(Source records)

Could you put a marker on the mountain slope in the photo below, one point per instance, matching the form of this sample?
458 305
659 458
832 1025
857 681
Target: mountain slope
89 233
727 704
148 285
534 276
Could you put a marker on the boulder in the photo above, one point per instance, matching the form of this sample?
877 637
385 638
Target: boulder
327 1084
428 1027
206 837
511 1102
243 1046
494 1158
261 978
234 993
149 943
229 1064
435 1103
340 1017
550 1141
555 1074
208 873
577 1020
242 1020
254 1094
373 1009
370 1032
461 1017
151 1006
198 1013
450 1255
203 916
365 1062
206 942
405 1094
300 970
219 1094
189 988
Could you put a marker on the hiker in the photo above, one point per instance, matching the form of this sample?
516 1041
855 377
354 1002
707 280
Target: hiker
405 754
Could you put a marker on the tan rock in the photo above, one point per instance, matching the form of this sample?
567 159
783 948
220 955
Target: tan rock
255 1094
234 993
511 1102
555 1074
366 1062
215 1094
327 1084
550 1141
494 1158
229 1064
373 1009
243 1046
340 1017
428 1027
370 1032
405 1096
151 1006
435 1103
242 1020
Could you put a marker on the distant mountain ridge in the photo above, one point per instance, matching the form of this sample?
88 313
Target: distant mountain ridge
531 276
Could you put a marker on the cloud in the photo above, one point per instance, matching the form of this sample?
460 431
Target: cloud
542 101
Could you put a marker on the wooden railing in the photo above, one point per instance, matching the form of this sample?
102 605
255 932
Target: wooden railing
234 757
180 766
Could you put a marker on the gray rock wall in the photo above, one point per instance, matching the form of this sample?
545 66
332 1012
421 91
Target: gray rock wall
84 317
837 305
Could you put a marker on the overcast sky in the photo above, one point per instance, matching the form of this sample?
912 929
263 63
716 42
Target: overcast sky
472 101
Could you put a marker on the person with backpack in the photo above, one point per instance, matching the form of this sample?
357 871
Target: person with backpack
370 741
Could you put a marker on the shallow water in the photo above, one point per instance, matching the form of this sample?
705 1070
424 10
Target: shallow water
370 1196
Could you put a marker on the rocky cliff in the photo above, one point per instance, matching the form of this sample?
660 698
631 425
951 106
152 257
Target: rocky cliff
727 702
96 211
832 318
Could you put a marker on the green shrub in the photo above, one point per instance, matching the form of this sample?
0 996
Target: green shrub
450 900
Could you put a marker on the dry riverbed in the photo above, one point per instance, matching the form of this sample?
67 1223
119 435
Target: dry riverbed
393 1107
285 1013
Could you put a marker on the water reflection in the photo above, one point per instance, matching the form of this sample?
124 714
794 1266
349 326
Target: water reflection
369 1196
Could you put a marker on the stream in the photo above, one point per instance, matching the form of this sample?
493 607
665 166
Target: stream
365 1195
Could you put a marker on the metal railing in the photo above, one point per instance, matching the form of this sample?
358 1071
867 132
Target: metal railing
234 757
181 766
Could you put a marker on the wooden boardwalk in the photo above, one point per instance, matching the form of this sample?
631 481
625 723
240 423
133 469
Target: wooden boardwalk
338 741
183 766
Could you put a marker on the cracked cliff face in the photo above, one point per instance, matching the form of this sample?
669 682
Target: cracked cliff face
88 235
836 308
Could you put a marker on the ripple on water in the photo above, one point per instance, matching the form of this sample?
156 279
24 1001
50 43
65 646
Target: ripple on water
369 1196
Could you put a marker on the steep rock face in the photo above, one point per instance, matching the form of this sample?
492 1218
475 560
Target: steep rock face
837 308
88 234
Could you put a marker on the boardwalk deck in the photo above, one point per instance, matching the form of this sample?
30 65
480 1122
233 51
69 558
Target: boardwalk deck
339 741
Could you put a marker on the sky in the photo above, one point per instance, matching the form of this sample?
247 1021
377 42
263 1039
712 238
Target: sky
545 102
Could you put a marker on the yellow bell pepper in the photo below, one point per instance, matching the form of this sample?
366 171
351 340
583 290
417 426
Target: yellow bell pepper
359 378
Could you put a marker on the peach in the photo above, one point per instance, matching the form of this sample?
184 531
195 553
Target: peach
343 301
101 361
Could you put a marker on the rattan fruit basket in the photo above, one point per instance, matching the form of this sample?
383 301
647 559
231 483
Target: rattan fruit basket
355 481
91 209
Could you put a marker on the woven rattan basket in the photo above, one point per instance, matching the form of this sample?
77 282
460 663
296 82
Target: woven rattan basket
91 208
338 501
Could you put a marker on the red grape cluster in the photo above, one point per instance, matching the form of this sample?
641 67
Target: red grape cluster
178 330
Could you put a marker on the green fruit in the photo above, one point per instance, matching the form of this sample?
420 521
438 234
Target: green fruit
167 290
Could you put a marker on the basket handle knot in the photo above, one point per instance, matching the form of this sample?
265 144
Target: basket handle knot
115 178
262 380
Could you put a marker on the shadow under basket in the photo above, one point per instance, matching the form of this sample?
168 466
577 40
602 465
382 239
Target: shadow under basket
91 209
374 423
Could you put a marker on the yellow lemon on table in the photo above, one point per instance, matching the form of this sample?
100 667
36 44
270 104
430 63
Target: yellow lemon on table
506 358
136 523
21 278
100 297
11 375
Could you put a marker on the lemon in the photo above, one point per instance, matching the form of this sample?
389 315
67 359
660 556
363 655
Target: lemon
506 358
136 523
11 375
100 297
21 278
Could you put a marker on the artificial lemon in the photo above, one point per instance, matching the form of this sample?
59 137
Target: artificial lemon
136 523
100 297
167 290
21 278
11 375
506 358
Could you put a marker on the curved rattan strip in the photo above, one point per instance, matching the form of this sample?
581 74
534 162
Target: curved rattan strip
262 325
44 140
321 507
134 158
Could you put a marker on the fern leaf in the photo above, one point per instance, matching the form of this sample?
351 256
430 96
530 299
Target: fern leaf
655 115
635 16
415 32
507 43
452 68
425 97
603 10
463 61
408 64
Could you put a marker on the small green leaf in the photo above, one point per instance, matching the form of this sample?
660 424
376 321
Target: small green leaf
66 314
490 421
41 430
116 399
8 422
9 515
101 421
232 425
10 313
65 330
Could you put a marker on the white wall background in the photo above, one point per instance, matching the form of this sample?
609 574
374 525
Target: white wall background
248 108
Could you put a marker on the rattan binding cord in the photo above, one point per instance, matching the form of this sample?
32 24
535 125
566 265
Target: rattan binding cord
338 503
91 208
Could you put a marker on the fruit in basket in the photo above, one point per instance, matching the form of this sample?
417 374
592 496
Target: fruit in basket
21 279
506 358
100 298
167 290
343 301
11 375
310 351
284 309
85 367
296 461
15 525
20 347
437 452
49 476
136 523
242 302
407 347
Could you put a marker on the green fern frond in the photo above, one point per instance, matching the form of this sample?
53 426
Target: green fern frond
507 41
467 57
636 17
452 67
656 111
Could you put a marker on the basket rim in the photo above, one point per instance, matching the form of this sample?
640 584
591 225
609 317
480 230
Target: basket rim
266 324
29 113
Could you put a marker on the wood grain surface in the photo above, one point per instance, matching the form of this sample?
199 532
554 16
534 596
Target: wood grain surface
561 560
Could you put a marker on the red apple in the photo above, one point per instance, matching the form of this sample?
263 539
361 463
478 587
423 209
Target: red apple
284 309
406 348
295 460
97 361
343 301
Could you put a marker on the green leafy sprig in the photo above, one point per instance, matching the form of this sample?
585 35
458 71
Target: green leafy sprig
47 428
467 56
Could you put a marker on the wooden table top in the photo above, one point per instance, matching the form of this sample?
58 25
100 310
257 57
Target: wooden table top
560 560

■ YOUR OBJECTIVE:
Output each record exactly, leaving nothing out.

■ COMPLETE OUTPUT:
Could you put a marker on the mountain slope in the photo below, one point per instance, matching the form of this sample?
458 305
659 458
832 1025
857 681
Target: mountain slope
89 233
727 704
148 285
534 276
Could you put a marker on the boulder in the photo above, one point per instance, matching the form of this sample?
877 637
385 638
Target: boulder
327 1084
428 1027
206 837
511 1102
243 1046
494 1158
261 978
234 993
149 943
229 1064
435 1103
340 1017
550 1141
555 1074
208 873
577 1020
242 1020
254 1094
373 1009
370 1032
461 1017
151 1006
198 1013
450 1255
203 916
365 1062
206 942
405 1094
300 970
219 1094
189 988
Could you put a marker on the hiker in the photo above, one point per instance, matching the form of this sample?
516 1041
855 377
354 1002
707 280
Target: hiker
405 754
Could you put a marker on the tan rock in the photo above, one point per instance, matching the form of this sample?
567 159
783 948
220 955
Target: tan rock
255 1094
234 993
511 1102
555 1074
366 1062
215 1094
327 1084
550 1141
494 1158
229 1064
373 1009
243 1046
340 1017
428 1027
370 1032
405 1096
151 1006
435 1103
242 1020
Could you put a marker on the distant mountain ridge in the photo above, one point per instance, matching the form of this sample?
88 313
Target: distant mountain ridge
531 276
Could you put a marker on the cloud in the photo above, one point per instance, matching the form of this sample?
460 431
Target: cloud
542 101
Could you put a marker on the wooden railing in the photo above, one point per instance, matching the form of this sample?
102 605
255 932
Target: wooden railing
234 757
180 766
Could you put a marker on the gray rock wall in the photo above, one point per instance, matching the form of this sample?
545 66
332 1012
421 91
Target: gray rock wall
84 317
837 305
Could you put a marker on the overcast sky in the photo above, one point per instance, matching the form of this sample?
912 929
263 63
716 42
Target: overcast sky
472 101
Could you put a marker on the person with backpack in the photo above, one point per instance, matching the form of this sample?
357 871
Target: person with backpack
370 741
Could you put a marker on the shallow water in the photo above, one point per instance, matching the form of this sample?
705 1070
424 10
Target: shallow water
370 1196
Could you put a marker on the rocky cliff in the photo above, one point per instance, matching the form of this sample?
660 698
631 425
951 106
152 257
Target: rocky cliff
727 702
96 211
832 318
Could you put a marker on the green shrub in the photo above, one point per instance, matching the form of this sample?
0 996
Target: green shrub
450 900
Could you put a marker on the dry riverbed in the photo above, one point per instance, matching the form of this sample?
67 1223
119 435
Target: dry riverbed
393 1107
285 1013
Could you put a marker on the water reflection in the photo above, one point per instance, matching the form of this sample?
124 714
794 1266
349 326
Target: water reflection
369 1196
Could you put a marker on the stream in the photo above, one point per instance, matching the form of this sample?
493 607
665 166
Target: stream
365 1195
Could you put a marker on the metal railing in the photo above, one point per instance, matching the form of this sample?
358 1071
867 132
Target: metal railing
234 757
181 766
Could you put a marker on the wooden boardwalk in the photo above, one point per instance, matching the form of this sample?
631 481
625 723
240 423
133 469
Target: wooden boardwalk
338 741
183 766
Could you put a marker on the cracked cliff face in the photo above, one point per instance, matching the form of this sample?
669 682
Target: cracked cliff face
88 235
836 308
Could you put a marker on the ripple on water in the photo above, one point per instance, matching the form of this sample?
156 279
24 1001
50 43
65 646
Target: ripple on water
369 1196
Could you put a marker on the steep rock face in the photo above, one point per instance, matching the form of this sample?
492 1218
475 560
Target: steep rock face
837 308
88 234
Could you put a marker on the boardwalk deck in the photo above, one point per instance, matching the form of this sample?
30 65
480 1122
233 51
69 558
Target: boardwalk deck
339 741
Could you put a marker on the sky in the photo above, one point per instance, matching the form of this sample?
247 1021
377 42
263 1039
712 238
Target: sky
545 102
Could you put a marker on the yellow bell pepper in the photo below, one point per instance, matching the form of this sample?
366 171
351 340
583 290
417 426
Target: yellow bell pepper
359 378
Could you put a marker on the peach in the photo above, one point per instance, matching the form of this sample?
184 531
195 553
Target: peach
343 301
101 361
Could you put a marker on the rattan fruit basket in the photo above, one point per instance, matching the form of this sample?
383 301
647 559
231 483
Target: rattan fruit basket
355 481
91 209
Could you put a marker on the woven rattan basket in the photo above, one point per instance, matching the form of this sample?
77 282
460 663
296 82
Target: woven rattan basket
91 208
338 501
Could you put a marker on the red grape cluster in the photo above, one point per instance, matching the form of this sample?
641 67
Target: red grape cluster
178 330
Could you put a marker on the green fruit in the photo above, one point per instance, matching the form of this sample?
420 521
438 234
Target: green fruit
167 290
Could you put a marker on the basket handle knot in the photo above, one point per instance, matching the form of this sample?
265 144
Target: basket handle knot
115 178
262 380
Could you put a marker on the shadow under basket in the photo above, one point per instance, matching the form of this sample?
168 466
577 40
602 465
382 239
Target: shadow under basket
91 209
374 423
Could you put a marker on the yellow lemon on table in the photo above, one point per instance, matching the form of this sample?
100 667
36 44
270 104
430 63
Target: yellow lemon on table
506 358
136 523
21 278
100 297
11 375
Could you put a marker on the lemon in the photo above, one point per instance, matching the form of this sample?
389 315
67 359
660 556
363 655
Target: lemon
506 358
136 523
11 375
100 297
21 278
Could you put a marker on the artificial lemon in the photo above, one point per instance, matching the form of this sample?
59 137
Target: artificial lemon
136 523
100 297
167 290
21 278
11 375
506 358
Could you put a marker on the curved rattan strip in the photo above, one point per instance, matching the form of this sample?
581 74
534 162
Target: curved rattan strip
262 325
44 140
321 507
134 158
Could you put a marker on the fern leaf in the photo above, one point per instance, matching the form of this sample?
351 256
430 96
530 299
Target: fern leaf
655 115
635 16
415 32
507 43
452 68
425 97
603 10
463 61
408 64
Could you put a marker on the small green leaf in the photo above, one point per instance, matching the form of this sample?
660 424
376 321
Target: small green leaf
66 314
490 421
41 430
116 399
8 422
9 515
101 421
232 425
10 313
65 330
Could you put a marker on the white wall background in the photo above, one point per instance, matching the form of this sample?
609 574
374 525
Target: white wall background
248 108
Could you put a marker on the rattan binding cord in the photo above, one point per instance, matching the form of this sample?
32 24
535 125
566 265
Target: rattan binding cord
338 503
91 208
Could you put a marker on the fruit in basket in the photo above, one point per instance, matching the form of this sample?
417 374
592 496
Target: fruit in basket
21 279
506 358
100 298
167 290
343 301
11 375
310 351
284 309
85 367
296 461
15 525
20 347
437 452
49 476
136 523
242 302
407 347
Could you put a marker on the green fern frond in the photo above, one point per instance, matching the form of this sample?
53 426
Target: green fern frond
507 41
467 57
636 17
452 67
656 111
Could you put a marker on the basket rim in the photo above, one point per instance, matching the form of this sample?
640 584
591 225
609 317
480 230
Target: basket rim
266 324
29 113
Could you put a marker on the wood grain surface in the photo above, one point per instance, matching the form of this sample?
199 532
554 16
534 596
Target: wood grain surface
561 560
Could you put a marker on the red apple in the photo above, one point per instance, matching the form of this sample?
263 539
361 463
478 587
423 209
Target: red apple
284 309
406 348
295 460
97 361
343 301
Could you put a marker on the green leafy sprig in the photo above, one point per instance, matching the form of this sample?
585 35
458 71
Target: green leafy sprig
47 428
467 56
Could you put a marker on the wooden table top in the photo above, one point per instance, matching the form of this sample?
58 25
100 310
257 57
Target: wooden table top
560 560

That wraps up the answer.